▸ SOURCE RECORDS
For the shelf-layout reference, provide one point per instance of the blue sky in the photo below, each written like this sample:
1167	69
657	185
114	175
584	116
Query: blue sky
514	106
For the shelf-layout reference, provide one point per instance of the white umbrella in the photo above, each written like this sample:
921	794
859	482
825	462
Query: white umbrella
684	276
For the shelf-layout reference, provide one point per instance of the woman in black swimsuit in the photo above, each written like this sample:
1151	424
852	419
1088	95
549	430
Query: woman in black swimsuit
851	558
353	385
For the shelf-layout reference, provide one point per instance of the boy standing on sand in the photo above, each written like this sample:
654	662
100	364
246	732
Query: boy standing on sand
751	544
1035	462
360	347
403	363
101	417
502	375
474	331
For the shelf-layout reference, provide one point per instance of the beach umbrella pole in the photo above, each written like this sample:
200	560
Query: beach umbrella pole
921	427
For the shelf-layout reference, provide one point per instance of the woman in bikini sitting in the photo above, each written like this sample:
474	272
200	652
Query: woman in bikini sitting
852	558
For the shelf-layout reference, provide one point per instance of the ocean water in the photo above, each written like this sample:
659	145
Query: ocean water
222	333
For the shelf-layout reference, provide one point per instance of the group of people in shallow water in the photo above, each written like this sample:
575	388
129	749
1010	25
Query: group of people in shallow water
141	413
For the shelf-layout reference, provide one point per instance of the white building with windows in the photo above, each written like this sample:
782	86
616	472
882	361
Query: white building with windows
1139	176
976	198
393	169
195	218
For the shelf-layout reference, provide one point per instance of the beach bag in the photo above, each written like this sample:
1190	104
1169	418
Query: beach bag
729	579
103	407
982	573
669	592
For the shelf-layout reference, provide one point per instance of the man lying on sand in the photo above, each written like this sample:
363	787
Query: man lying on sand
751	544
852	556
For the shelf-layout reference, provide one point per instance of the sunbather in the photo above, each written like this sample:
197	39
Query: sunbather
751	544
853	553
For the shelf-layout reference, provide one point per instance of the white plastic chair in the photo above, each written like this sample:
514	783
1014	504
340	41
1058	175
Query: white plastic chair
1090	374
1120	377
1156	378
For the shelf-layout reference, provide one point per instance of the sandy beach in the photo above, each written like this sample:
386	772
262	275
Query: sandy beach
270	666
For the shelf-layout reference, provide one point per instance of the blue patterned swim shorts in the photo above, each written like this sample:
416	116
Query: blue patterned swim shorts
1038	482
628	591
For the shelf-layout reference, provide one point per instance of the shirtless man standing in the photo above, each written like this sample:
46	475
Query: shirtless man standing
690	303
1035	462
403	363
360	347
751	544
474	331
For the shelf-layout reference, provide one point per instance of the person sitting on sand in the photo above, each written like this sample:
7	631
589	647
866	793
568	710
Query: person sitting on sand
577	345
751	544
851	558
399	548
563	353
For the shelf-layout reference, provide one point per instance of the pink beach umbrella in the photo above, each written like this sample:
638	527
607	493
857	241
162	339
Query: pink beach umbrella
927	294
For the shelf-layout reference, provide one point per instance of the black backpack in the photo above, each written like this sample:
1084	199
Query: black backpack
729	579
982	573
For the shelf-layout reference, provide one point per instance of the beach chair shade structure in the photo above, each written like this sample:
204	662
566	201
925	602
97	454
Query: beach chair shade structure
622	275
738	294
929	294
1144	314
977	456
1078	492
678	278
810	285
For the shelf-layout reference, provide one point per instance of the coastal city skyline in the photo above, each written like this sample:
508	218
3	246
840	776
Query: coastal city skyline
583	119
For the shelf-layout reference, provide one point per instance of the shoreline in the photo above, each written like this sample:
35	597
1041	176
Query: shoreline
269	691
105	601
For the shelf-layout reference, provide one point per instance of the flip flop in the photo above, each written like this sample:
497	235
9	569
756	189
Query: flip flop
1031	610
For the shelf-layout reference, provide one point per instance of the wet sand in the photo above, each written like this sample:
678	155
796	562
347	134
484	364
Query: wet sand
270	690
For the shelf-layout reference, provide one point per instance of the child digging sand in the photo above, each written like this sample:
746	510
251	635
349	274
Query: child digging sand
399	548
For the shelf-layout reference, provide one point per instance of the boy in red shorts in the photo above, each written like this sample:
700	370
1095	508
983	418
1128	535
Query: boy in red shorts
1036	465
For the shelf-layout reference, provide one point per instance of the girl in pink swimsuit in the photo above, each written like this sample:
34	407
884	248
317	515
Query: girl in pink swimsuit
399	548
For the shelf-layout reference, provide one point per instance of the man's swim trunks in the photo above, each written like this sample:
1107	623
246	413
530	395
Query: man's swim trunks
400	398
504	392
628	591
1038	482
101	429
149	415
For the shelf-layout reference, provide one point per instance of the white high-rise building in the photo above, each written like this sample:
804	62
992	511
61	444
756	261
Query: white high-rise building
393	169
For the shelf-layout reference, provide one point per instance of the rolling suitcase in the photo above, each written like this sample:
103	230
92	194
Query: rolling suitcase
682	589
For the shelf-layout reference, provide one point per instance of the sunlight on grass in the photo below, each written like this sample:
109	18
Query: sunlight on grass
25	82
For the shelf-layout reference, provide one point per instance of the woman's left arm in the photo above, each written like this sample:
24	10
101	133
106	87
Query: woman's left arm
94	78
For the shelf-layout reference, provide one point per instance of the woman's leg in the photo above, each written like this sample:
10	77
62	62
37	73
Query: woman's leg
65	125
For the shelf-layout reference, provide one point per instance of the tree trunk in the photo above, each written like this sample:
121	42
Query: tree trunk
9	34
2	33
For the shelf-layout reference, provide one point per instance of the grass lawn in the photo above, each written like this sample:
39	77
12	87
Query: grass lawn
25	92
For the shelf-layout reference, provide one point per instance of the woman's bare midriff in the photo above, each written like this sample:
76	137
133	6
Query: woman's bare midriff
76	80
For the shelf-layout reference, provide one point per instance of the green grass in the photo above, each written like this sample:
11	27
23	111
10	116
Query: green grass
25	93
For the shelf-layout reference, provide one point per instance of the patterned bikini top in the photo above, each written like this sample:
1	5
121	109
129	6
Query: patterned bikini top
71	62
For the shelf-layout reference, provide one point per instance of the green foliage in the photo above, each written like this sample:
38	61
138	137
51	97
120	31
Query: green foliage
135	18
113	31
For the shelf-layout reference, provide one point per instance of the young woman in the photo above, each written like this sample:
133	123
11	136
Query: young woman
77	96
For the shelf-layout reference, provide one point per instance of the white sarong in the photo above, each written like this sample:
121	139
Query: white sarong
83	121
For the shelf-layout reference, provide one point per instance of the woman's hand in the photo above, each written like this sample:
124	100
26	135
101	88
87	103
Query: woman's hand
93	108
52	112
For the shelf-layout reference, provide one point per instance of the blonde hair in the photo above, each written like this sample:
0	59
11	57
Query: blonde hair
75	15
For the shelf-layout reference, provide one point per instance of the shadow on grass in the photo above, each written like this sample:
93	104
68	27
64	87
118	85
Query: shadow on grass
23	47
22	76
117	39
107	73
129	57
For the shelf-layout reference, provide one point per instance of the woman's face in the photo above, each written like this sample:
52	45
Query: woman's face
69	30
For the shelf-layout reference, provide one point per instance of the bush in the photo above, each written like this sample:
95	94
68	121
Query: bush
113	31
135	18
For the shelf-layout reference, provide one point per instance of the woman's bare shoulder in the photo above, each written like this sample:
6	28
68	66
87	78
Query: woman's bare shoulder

▸ STATED EXERCISE
Copy everything from the line containing "of the blonde" down to the end of the material, keeping each line the same.

▸ COMPLETE ANSWER
For the shelf-layout reference, provide one point per instance of the blonde hair in the photo above, each written like this sample:
0	59
11	57
Query: blonde hair
75	15
For the shelf-layout reference, provide one point per instance of the shadow on grass in the photo above, each written like this sample:
93	104
68	27
64	87
118	85
Query: shadow on grass
23	47
22	76
117	39
107	73
129	57
For the shelf-layout reference, provide one point per instance of the woman's face in the photo above, each written like this sample:
52	45
Query: woman's face
69	30
For the shelf-layout reference, provide one point per instance of the bush in the photo above, each written like this sample:
95	94
68	121
Query: bush
113	31
135	18
For the shelf-layout reference, provide one point per instance of the woman's bare shoulder in the photo above, each written like this sample:
6	28
68	66
87	78
Query: woman's bare shoulder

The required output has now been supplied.